◆ The request:
Could you rewrite every line of the items below, from the line containing "Note: spot the arched window" through the end of the items, with the requests kept and both numbers of each answer coordinate pair shifted up by 19?

◆ The data:
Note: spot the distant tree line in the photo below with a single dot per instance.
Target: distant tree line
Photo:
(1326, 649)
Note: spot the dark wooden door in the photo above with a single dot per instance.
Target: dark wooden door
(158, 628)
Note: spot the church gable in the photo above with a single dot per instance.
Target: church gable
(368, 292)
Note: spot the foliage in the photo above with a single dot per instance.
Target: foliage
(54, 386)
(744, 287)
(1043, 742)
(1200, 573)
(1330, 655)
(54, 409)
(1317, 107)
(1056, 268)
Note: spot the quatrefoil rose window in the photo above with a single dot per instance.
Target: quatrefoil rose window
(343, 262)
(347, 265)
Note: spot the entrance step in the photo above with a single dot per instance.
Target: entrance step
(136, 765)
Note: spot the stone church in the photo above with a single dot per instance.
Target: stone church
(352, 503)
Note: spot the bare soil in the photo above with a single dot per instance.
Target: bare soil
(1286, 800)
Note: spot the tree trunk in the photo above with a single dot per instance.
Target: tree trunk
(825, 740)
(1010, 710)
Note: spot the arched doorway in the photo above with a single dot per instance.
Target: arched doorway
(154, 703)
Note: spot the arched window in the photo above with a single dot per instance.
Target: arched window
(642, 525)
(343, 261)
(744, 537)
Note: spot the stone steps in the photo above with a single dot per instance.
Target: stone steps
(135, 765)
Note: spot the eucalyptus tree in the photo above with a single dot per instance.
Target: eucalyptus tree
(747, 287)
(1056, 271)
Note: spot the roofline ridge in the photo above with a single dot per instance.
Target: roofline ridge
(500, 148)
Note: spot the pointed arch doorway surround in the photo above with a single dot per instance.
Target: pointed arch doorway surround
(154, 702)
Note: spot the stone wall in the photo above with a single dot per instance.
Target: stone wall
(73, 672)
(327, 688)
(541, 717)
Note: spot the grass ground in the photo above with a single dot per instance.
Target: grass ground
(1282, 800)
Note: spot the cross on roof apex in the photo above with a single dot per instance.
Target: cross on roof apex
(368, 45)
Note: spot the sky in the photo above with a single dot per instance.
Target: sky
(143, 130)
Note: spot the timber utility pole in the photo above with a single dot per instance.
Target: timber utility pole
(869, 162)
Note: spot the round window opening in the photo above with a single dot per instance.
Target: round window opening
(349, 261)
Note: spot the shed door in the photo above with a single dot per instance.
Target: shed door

◆ Solution for this problem:
Note: spot the arched window in the photo above with a single dot per instance.
Target: arched window
(661, 544)
(362, 280)
(763, 556)
Note: spot the stone steps in the photo above with a single dot per instance.
Target: stone steps
(154, 784)
Note: spot the eucalyptus tree in the photo above with a single dot per instance.
Target: eucalyptus tree
(766, 306)
(1075, 290)
Note: spot the roofline ridge in the photo above with a single dot per instance.
Target: roofline ridge
(519, 167)
Note: spot the pointed arch doorway surround in the photo above with a single dot per instance.
Target: pointed arch doorway surround
(173, 721)
Note: spot the stone wall in the photo above with a single dot per instance.
Target: stone wall
(92, 691)
(346, 707)
(560, 736)
Note: spot the grass ground in the photo above with a single dot per instance.
Target: grass ground
(1301, 819)
Note: spot the cross on roof apex in the photo above with a single dot per instance.
Target: cross on roof apex
(387, 64)
Note: spot the sky in the photo above with a single dot per instance.
Target: sky
(162, 149)
Note: spot the timber utility pole in the photo above with a single dot per instance.
Target: timber utility pole
(888, 181)
Note: spot the round window opening in the photo above with a single dot per instance.
Target: round window opening
(368, 280)
Note: spot the shed door in the photo above with a single dot per instance.
Target: shed door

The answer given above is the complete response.